What you have to do -
In the court opinion excerpt below, list every case named in the sentence that begins "Like rulings were made in," along with its citation.

Reading passage -
....

The object of the present judiciary act was not to give a right of review wherever the validity of an act of Congress was drawn in question, but to prevent the courts of the several States from impairing or frittering away the authority of the federal government, by giving a construction to its statutes adverse to such authority. Of course, if the construction given by the state court to the act under which the right is claimed be favorable to such right, no such reason exists for a review by this court. As stated by Chief Justice Taney in The Commonwealth Bank v. Griffith, 14 Pet. 56, 58, "the power given to the Supreme Court by this act of Congress was intended to protect the general government in the free and uninterrupted exercise of the powers conferred on it by the Constitution, and to prevent any serious impediment from being thrown in its way while acting within the sphere of its legitimate authority. The right was, therefore, given to this court to reëxamine the judgments of the state courts, where the relative powers of the general and state government had been in controversy, and the decision had been in favor of the latter."
The question is by no means a novel one in this court. The case of Fulton v. McAffee, 16 Pet. 149, was an action of ejectment, in which the lessor of the plaintiff made title under a certificate issued to him as assignee of Jefferson College, the trustees of which college were authorized by an act of Congress to relinquish certain lands which had been reserved for their use. Defendant offered testimony to show that the certificate was fraudulently obtained, that its authority had been denied by the commissioner of the land office, and consequently that it did not confer on the lessor of the plaintiff a valid legal title upon which he could recover in ejectment. These questions were decided by the state court in favor of the right claimed by the plaintiff, and the defendant took a writ of error from this court. It was held that, as the decision of the state court was in favor of the right claimed, this court had no jurisdiction.
The case of Linton v. Stanton, 12 How. 423, was an action upon certain promissory notes, to which the defendant pleaded a discharge under the bankruptcy law. Objections were taken to the validity of the discharge, but they were overruled by the court and judgment entered for the defendant. It was held the plaintiff had no right to a review in this court. "Undoubtedly," says Chief Justice Taney, "the defendant, in pleading his discharge under the bankrupt law, claimed a right or exemption under a law of Congress. But in order to give jurisdiction, something more is necessary; the judgment of the state court must be against the right claimed." Like rulings were made in Gordon v. Caldcleugh, 3 Cranch, 268; Strader v. Baldwin, 9 How. 261; Burke v. Gaines, 19 How. 388; Hale v. Gaines, 22 How. 144; Reddall v. Bryan, 24 How. 420; and Ryan v. Thomas, 4 Wall. 603.
None of the cases cited by the relator involve the question here presented, and the writ of error must be
Dismissed for the want of jurisdiction.

....

Provided records -

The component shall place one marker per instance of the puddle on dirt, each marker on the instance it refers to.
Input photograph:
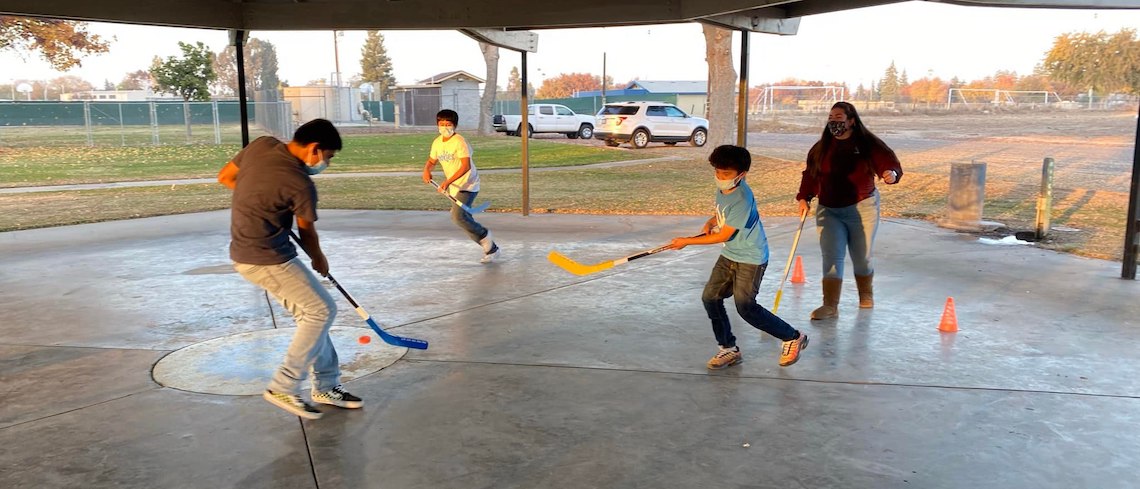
(217, 269)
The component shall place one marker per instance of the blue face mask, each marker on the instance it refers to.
(727, 185)
(317, 168)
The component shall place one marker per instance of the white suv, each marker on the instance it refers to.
(643, 122)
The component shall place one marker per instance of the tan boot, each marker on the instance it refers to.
(865, 292)
(830, 308)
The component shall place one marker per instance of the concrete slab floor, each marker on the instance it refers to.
(537, 377)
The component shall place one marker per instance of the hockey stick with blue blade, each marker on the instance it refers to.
(388, 337)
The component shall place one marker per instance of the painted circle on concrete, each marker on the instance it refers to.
(242, 364)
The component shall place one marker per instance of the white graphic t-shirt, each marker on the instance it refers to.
(449, 154)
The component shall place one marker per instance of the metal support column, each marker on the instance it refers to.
(742, 98)
(524, 132)
(239, 47)
(1131, 226)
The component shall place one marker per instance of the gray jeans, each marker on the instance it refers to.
(848, 228)
(463, 219)
(314, 310)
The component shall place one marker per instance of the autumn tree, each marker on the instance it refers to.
(376, 66)
(904, 90)
(260, 68)
(188, 76)
(136, 80)
(62, 43)
(1101, 62)
(567, 84)
(71, 84)
(927, 90)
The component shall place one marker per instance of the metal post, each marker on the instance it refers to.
(217, 123)
(242, 98)
(603, 83)
(1131, 226)
(154, 124)
(122, 137)
(524, 132)
(742, 98)
(87, 122)
(1045, 198)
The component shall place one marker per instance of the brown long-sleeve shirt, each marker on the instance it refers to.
(845, 176)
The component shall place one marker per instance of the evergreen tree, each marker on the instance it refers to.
(375, 65)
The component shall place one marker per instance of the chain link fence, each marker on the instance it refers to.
(138, 123)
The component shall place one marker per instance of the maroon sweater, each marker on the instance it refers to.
(845, 176)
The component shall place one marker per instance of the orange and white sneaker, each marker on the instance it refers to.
(725, 358)
(790, 351)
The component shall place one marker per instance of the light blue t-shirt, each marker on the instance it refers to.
(749, 244)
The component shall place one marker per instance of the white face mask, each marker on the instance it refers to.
(727, 185)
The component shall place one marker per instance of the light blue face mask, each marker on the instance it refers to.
(317, 168)
(727, 185)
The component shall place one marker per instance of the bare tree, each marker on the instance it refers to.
(722, 86)
(490, 88)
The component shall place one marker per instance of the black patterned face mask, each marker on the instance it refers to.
(837, 128)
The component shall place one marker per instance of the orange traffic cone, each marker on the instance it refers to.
(797, 275)
(949, 318)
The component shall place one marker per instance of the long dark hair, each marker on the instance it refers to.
(864, 140)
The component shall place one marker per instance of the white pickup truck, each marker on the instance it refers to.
(547, 117)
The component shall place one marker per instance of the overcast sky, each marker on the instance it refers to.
(853, 47)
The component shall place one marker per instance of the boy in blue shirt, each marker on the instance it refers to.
(739, 270)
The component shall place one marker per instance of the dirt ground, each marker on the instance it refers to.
(1092, 152)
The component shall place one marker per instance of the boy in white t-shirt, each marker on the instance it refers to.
(453, 152)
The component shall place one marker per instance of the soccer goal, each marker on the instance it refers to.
(975, 97)
(797, 98)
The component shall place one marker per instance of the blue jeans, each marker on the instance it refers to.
(742, 282)
(848, 228)
(314, 310)
(463, 219)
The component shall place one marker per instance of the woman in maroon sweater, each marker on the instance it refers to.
(841, 169)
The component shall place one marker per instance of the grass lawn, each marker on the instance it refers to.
(673, 187)
(34, 165)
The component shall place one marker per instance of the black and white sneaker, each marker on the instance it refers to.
(491, 255)
(293, 404)
(338, 397)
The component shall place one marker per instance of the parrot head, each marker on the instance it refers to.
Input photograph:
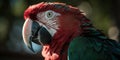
(46, 23)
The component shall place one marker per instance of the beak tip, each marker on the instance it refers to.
(31, 48)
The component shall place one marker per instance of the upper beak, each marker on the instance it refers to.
(34, 32)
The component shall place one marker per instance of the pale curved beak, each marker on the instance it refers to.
(34, 32)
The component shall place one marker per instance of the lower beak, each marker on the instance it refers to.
(33, 32)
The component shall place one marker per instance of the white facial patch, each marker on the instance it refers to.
(49, 19)
(26, 32)
(50, 30)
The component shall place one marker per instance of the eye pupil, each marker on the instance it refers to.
(49, 14)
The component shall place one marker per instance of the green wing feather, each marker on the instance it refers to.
(89, 48)
(92, 44)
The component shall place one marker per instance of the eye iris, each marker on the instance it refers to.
(49, 15)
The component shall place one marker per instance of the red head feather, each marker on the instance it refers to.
(59, 45)
(62, 8)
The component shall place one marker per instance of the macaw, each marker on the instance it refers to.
(66, 34)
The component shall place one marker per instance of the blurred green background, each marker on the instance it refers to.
(105, 15)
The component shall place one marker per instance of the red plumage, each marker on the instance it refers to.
(58, 48)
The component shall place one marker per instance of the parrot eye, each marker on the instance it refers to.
(49, 14)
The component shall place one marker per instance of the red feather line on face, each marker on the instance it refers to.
(62, 8)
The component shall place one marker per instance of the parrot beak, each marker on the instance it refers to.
(33, 32)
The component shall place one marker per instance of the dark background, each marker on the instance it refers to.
(105, 15)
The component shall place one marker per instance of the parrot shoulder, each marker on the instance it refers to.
(93, 48)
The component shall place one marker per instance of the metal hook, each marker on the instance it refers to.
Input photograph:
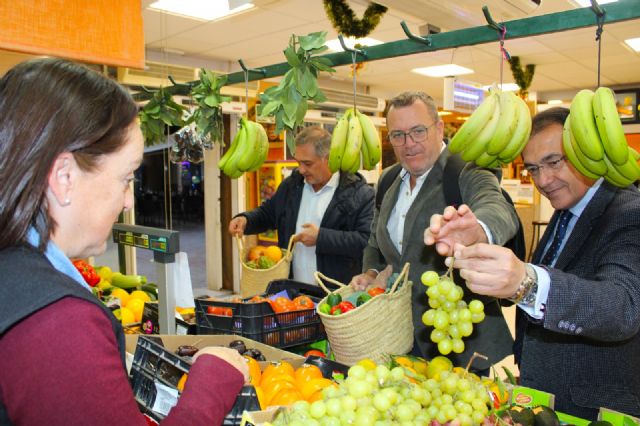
(493, 24)
(351, 50)
(425, 40)
(597, 9)
(248, 70)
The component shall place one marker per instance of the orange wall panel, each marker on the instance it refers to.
(100, 31)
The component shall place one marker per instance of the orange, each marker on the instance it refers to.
(274, 253)
(136, 306)
(254, 371)
(315, 385)
(307, 372)
(286, 397)
(142, 295)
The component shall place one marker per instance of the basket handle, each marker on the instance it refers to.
(403, 276)
(320, 277)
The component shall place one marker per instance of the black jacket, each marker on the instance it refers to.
(344, 230)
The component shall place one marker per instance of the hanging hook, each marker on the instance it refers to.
(248, 70)
(493, 24)
(352, 50)
(424, 40)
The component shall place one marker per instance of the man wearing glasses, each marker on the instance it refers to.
(579, 302)
(416, 134)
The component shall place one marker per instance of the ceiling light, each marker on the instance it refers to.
(507, 87)
(335, 46)
(587, 3)
(633, 43)
(443, 70)
(200, 10)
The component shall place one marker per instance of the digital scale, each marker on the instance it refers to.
(164, 244)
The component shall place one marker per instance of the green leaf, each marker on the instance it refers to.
(291, 56)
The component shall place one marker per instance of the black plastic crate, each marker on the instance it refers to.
(259, 322)
(153, 363)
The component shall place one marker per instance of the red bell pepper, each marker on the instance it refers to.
(87, 271)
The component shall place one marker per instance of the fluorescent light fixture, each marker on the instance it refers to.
(633, 43)
(443, 70)
(335, 46)
(507, 87)
(587, 3)
(198, 9)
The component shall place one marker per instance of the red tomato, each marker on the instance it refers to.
(375, 291)
(315, 352)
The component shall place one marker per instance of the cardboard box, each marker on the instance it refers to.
(171, 343)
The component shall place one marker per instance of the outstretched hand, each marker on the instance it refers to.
(454, 226)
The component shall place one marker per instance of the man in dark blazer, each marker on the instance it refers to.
(329, 213)
(578, 312)
(416, 133)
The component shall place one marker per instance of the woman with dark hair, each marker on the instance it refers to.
(69, 144)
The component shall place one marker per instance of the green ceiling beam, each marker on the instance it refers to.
(622, 10)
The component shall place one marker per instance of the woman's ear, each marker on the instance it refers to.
(60, 178)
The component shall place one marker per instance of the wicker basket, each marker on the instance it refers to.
(255, 281)
(380, 327)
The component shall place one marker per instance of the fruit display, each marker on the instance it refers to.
(248, 150)
(594, 141)
(450, 316)
(353, 137)
(496, 132)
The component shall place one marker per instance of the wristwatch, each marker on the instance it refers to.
(528, 289)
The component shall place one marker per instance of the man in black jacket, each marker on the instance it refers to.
(330, 214)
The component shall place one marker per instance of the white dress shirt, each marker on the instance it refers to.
(313, 205)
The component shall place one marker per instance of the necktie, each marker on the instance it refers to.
(561, 230)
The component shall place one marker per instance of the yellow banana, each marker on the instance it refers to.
(478, 145)
(609, 126)
(263, 148)
(474, 125)
(351, 154)
(507, 124)
(339, 141)
(598, 168)
(583, 125)
(570, 153)
(615, 177)
(252, 141)
(371, 141)
(520, 135)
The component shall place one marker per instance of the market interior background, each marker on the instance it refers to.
(565, 63)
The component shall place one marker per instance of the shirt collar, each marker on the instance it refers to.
(57, 258)
(582, 204)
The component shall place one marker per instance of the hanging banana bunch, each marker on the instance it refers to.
(496, 132)
(594, 142)
(354, 140)
(248, 150)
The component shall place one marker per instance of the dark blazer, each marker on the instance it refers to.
(344, 229)
(586, 349)
(480, 190)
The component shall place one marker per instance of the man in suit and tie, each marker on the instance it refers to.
(578, 303)
(415, 132)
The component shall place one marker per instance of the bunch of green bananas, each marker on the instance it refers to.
(496, 132)
(354, 133)
(248, 150)
(594, 141)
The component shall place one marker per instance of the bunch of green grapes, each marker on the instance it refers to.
(451, 317)
(384, 396)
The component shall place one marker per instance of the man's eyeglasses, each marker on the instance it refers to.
(551, 164)
(418, 134)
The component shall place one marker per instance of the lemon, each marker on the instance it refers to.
(136, 306)
(139, 294)
(122, 295)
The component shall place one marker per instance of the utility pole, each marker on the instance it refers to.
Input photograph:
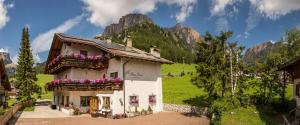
(231, 77)
(183, 64)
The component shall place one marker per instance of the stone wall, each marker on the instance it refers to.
(186, 109)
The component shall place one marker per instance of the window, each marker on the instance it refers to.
(133, 100)
(106, 102)
(114, 75)
(83, 53)
(152, 99)
(84, 101)
(298, 89)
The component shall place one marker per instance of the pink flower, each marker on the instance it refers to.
(87, 81)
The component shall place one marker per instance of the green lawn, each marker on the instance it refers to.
(29, 109)
(177, 68)
(42, 80)
(179, 90)
(248, 116)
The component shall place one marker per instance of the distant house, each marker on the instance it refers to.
(4, 83)
(102, 76)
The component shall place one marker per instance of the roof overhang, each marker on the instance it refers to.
(59, 39)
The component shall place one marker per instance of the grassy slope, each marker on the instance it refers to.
(42, 80)
(178, 89)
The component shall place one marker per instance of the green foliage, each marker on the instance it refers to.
(147, 34)
(25, 74)
(42, 80)
(2, 111)
(216, 65)
(222, 105)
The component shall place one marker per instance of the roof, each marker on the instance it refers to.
(113, 48)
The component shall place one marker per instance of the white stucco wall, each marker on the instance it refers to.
(143, 78)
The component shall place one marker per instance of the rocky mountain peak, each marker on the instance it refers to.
(125, 22)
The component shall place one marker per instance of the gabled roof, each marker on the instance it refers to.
(114, 49)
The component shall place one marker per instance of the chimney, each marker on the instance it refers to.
(155, 51)
(128, 41)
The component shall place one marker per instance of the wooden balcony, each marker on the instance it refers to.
(66, 63)
(86, 87)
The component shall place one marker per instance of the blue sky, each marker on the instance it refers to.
(252, 21)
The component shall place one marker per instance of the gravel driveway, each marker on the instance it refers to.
(163, 118)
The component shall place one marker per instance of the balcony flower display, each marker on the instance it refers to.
(75, 56)
(101, 81)
(134, 100)
(152, 99)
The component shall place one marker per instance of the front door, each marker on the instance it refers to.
(94, 104)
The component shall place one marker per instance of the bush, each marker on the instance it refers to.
(53, 107)
(182, 74)
(2, 111)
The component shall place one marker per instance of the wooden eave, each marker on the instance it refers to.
(59, 39)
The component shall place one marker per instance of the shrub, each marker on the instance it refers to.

....

Result of the exercise -
- Gordon v. Caldcleugh, 3 Cranch, 268
- Strader v. Baldwin, 9 How. 261
- Burke v. Gaines, 19 How. 388
- Hale v. Gaines, 22 How. 144
- Reddall v. Bryan, 24 How. 420
- Ryan v. Thomas, 4 Wall. 603